= Work instructions =
1. Answer these questions from the article on Australia's social media law:
(a) Below what age does the law bar kids from creating social media accounts?
(b) What is the name of Meta's policy director quoted in the article?
(c) On what date does the law come into effect?
2. Condense the paragraph of the article on Australia's social media law that begins "Time has proven that the platforms" into a short bulleted list that keeps its main facts.
3. Extract the portion of the article on Australia's social media law from "Big platforms pout" up to and including "social media accounts.", keeping its wording unchanged.

Big platforms pout over Australia’s social media law but pledge to comply

Any parent understands that, in some cases, no matter how hard a child protests the rules, they’ll probably give in eventually. So it goes for giant social media platforms in the case of Australia’s incoming law prohibiting kids under 16 from creating social media accounts.
Meta, Snap and TikTok have all committed to complying with the law – although all say it will be hard to enforce.
France 24 quotes TikTok’s Australia policy lead Ella Woods-Joyce, who told a Senate hearing that “TikTok will comply with the law and meet our legislative obligations,” but noted that “experts believe a ban will push younger people into darker corners of the Internet where protections don’t exist.”
Meta, which owns Instagram and Facebook, likewise says it will do its best to remove all Australian users under 16 from its platforms – “the goal from our perspective being compliance with the law,” in the words of Meta policy director Mia Garlick. But, she says, it will be an “enormous challenge.”
InnovationAus quotes Garlick as saying the company will use a “waterfall approach” to age checks, with tiers of age verification depending on risk factors, but that the company is still working through the “precise machinations.”
Social media borrows argument from porn, but it doesn’t really apply
Time has proven that the platforms will argue against Australia’s law however they can. Snapchat and YouTube have agitated for exemptions, saying their services aren’t primarily “social media.” TikTok casts doubt on the pace of the process, saying it’s tough to comply with such “novel legislation” given the timelines – even though the law was approved almost a year ago, and does not come into effect until December 10.

= Data excerpt =
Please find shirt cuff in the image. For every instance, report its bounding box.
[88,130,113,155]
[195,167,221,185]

= Worked answers =
1.
(a) 16
(b) Mia Garlick
(c) December 10

2.
- The platforms have argued against Australia's law in any way they can.
- Snapchat and YouTube have pushed for exemptions, saying their services aren't primarily "social media."
- TikTok questions the pace of the process, calling it tough to comply with such "novel legislation" on the timelines given.
- The law was approved almost a year ago and does not take effect until December 10.

3.
Big platforms pout over Australia’s social media law but pledge to comply

Any parent understands that, in some cases, no matter how hard a child protests the rules, they’ll probably give in eventually. So it goes for giant social media platforms in the case of Australia’s incoming law prohibiting kids under 16 from creating social media accounts.